What you need to do: Reproduce each of the items below word for word.

Data shown:
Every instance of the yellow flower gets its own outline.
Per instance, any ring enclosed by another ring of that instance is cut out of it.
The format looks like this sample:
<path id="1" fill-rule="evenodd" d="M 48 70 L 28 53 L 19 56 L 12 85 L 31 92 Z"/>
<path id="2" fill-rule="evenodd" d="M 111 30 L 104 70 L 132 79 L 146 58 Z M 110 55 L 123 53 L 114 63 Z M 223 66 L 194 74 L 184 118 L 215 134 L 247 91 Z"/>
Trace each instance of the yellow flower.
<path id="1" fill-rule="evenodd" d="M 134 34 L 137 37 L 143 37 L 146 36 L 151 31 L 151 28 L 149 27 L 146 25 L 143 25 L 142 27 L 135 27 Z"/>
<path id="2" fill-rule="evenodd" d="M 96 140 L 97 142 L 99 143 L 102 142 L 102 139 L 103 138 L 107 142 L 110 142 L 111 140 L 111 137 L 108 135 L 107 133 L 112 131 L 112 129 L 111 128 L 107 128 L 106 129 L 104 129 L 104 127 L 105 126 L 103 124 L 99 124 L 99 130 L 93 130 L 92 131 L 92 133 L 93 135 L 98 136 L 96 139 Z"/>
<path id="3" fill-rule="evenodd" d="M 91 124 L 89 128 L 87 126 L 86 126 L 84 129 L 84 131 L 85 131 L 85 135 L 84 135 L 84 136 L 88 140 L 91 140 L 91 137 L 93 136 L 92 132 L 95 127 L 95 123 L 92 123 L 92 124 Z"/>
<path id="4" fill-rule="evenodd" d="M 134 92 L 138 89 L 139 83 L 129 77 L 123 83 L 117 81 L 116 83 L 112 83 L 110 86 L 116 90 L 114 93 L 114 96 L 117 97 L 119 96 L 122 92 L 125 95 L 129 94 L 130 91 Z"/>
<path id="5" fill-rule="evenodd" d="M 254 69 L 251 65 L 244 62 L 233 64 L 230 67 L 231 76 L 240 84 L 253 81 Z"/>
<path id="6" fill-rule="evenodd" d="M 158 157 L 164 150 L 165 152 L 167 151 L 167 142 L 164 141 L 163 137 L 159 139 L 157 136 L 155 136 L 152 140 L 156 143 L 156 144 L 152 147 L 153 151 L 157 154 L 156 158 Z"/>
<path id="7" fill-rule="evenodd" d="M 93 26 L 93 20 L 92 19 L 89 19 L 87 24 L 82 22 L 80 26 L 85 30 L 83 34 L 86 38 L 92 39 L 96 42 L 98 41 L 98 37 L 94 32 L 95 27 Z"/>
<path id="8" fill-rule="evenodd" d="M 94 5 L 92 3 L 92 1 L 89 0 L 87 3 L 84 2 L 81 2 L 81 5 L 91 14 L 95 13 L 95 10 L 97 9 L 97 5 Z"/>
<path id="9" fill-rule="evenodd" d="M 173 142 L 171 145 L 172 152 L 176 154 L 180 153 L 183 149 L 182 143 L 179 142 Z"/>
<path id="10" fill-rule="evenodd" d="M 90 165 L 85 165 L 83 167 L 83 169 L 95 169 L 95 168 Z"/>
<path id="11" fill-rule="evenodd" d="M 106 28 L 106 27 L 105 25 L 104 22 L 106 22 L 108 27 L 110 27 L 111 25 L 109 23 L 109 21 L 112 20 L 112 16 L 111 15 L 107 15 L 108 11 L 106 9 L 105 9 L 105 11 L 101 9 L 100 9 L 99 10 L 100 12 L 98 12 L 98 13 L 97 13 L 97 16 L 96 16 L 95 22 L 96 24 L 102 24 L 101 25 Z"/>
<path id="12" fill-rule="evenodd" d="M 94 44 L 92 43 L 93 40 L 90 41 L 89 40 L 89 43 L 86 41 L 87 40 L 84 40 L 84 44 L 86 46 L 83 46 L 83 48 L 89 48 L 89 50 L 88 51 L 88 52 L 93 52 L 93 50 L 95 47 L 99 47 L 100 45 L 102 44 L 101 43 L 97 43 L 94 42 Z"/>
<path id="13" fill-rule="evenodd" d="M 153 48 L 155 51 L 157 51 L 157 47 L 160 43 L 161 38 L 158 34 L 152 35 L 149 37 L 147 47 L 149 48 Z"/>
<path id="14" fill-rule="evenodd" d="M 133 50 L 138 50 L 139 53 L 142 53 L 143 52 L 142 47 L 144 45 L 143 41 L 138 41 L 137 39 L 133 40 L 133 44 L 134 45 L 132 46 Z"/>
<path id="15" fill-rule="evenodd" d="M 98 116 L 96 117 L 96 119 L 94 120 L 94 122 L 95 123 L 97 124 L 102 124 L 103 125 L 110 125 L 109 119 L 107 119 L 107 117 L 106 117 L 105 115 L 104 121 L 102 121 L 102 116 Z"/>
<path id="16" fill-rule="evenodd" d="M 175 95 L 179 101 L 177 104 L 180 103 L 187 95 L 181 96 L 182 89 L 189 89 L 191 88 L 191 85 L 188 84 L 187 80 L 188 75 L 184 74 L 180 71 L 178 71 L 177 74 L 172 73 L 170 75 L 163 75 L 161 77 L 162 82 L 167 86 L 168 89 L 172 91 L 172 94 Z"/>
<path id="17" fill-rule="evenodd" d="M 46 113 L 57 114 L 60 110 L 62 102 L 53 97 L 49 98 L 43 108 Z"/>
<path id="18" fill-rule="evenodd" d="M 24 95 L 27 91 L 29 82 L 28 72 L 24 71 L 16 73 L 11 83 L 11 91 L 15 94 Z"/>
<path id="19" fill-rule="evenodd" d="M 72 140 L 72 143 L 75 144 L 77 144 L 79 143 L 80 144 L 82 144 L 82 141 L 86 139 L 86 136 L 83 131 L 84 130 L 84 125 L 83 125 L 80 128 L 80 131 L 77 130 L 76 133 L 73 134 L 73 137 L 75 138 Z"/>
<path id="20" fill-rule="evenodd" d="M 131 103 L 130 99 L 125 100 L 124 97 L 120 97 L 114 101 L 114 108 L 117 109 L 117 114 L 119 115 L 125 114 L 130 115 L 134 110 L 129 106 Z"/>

Final answer:
Every instance of the yellow flower gets its own outline.
Per instance, any ring enclosed by another ring of that instance is cut out of it.
The format looks like this sample:
<path id="1" fill-rule="evenodd" d="M 48 70 L 28 53 L 19 56 L 12 85 L 31 92 Z"/>
<path id="2" fill-rule="evenodd" d="M 111 30 L 104 70 L 132 79 L 146 58 Z M 110 55 L 123 53 L 114 63 Z M 223 66 L 194 74 L 184 118 L 215 134 L 247 91 Z"/>
Trace each instance of the yellow flower.
<path id="1" fill-rule="evenodd" d="M 134 34 L 137 37 L 143 37 L 146 36 L 151 31 L 151 28 L 149 27 L 146 25 L 143 25 L 142 27 L 135 27 Z"/>
<path id="2" fill-rule="evenodd" d="M 96 140 L 97 142 L 99 143 L 102 142 L 102 139 L 103 138 L 107 142 L 110 142 L 111 140 L 111 137 L 108 135 L 107 133 L 112 131 L 112 129 L 111 128 L 107 128 L 106 129 L 104 129 L 104 127 L 105 126 L 103 124 L 99 124 L 99 130 L 93 130 L 92 131 L 92 133 L 93 135 L 98 136 L 96 139 Z"/>
<path id="3" fill-rule="evenodd" d="M 91 124 L 89 128 L 87 126 L 86 126 L 84 129 L 84 131 L 85 131 L 85 135 L 84 135 L 84 136 L 88 140 L 91 140 L 91 137 L 93 136 L 92 132 L 95 127 L 95 123 L 92 123 L 92 124 Z"/>
<path id="4" fill-rule="evenodd" d="M 134 92 L 138 89 L 139 83 L 129 77 L 123 83 L 117 81 L 116 83 L 112 83 L 110 86 L 116 90 L 114 93 L 114 96 L 117 97 L 119 96 L 122 92 L 125 95 L 129 94 L 130 91 Z"/>
<path id="5" fill-rule="evenodd" d="M 254 69 L 251 65 L 244 62 L 233 64 L 230 67 L 231 76 L 240 84 L 253 81 Z"/>
<path id="6" fill-rule="evenodd" d="M 158 157 L 164 150 L 165 152 L 167 151 L 167 142 L 164 141 L 163 137 L 159 139 L 157 136 L 155 136 L 152 140 L 156 143 L 156 144 L 152 147 L 153 151 L 157 154 L 156 158 Z"/>
<path id="7" fill-rule="evenodd" d="M 93 26 L 93 20 L 92 19 L 89 19 L 87 24 L 82 22 L 80 26 L 85 30 L 83 34 L 86 38 L 92 39 L 96 42 L 98 41 L 98 37 L 94 32 L 95 27 Z"/>
<path id="8" fill-rule="evenodd" d="M 94 5 L 92 3 L 92 1 L 89 0 L 87 3 L 84 2 L 81 2 L 81 5 L 91 14 L 95 13 L 95 10 L 97 9 L 97 5 Z"/>
<path id="9" fill-rule="evenodd" d="M 173 142 L 171 145 L 172 152 L 176 154 L 180 153 L 183 149 L 182 143 L 179 142 Z"/>
<path id="10" fill-rule="evenodd" d="M 90 165 L 85 165 L 83 167 L 83 169 L 95 169 L 95 168 Z"/>
<path id="11" fill-rule="evenodd" d="M 106 28 L 106 27 L 105 25 L 104 22 L 106 22 L 108 27 L 110 27 L 111 25 L 109 23 L 109 21 L 112 20 L 112 16 L 111 15 L 107 15 L 108 11 L 106 9 L 105 9 L 105 11 L 101 9 L 100 9 L 99 10 L 100 12 L 98 12 L 98 13 L 97 13 L 97 16 L 96 16 L 95 22 L 96 24 L 102 24 L 101 25 Z"/>
<path id="12" fill-rule="evenodd" d="M 94 44 L 92 43 L 93 40 L 90 41 L 89 40 L 89 43 L 86 41 L 87 40 L 84 40 L 84 44 L 86 46 L 83 46 L 83 48 L 89 48 L 89 50 L 88 51 L 88 52 L 93 52 L 93 50 L 95 47 L 99 47 L 100 45 L 102 44 L 101 43 L 97 43 L 94 42 Z"/>
<path id="13" fill-rule="evenodd" d="M 153 48 L 155 51 L 157 51 L 157 47 L 160 43 L 161 38 L 158 34 L 152 35 L 149 37 L 147 47 L 149 48 Z"/>
<path id="14" fill-rule="evenodd" d="M 133 50 L 138 50 L 139 53 L 142 53 L 143 52 L 142 47 L 144 45 L 143 41 L 138 41 L 137 39 L 133 40 L 133 44 L 134 45 L 132 46 Z"/>
<path id="15" fill-rule="evenodd" d="M 98 116 L 96 117 L 96 119 L 94 120 L 94 122 L 95 123 L 97 124 L 102 124 L 103 125 L 110 125 L 109 119 L 107 119 L 107 117 L 106 117 L 105 115 L 104 121 L 102 121 L 102 116 Z"/>
<path id="16" fill-rule="evenodd" d="M 175 95 L 179 101 L 177 104 L 180 103 L 187 95 L 181 96 L 182 89 L 189 89 L 191 88 L 191 85 L 188 84 L 187 80 L 188 75 L 184 74 L 180 71 L 178 71 L 177 74 L 172 73 L 170 75 L 163 75 L 161 77 L 162 82 L 167 86 L 168 89 L 172 91 L 172 94 Z"/>
<path id="17" fill-rule="evenodd" d="M 46 113 L 57 114 L 60 110 L 62 102 L 53 97 L 49 98 L 43 108 Z"/>
<path id="18" fill-rule="evenodd" d="M 24 95 L 27 91 L 29 82 L 28 72 L 24 71 L 16 73 L 11 83 L 11 91 L 15 94 Z"/>
<path id="19" fill-rule="evenodd" d="M 72 140 L 72 143 L 75 144 L 77 144 L 79 143 L 80 144 L 82 144 L 82 141 L 86 139 L 86 136 L 83 131 L 84 130 L 84 125 L 83 125 L 80 128 L 80 131 L 77 130 L 76 133 L 73 134 L 73 137 L 75 138 Z"/>
<path id="20" fill-rule="evenodd" d="M 131 103 L 130 99 L 125 100 L 124 97 L 120 97 L 114 101 L 114 108 L 117 109 L 117 114 L 119 115 L 125 114 L 130 115 L 134 110 L 129 106 Z"/>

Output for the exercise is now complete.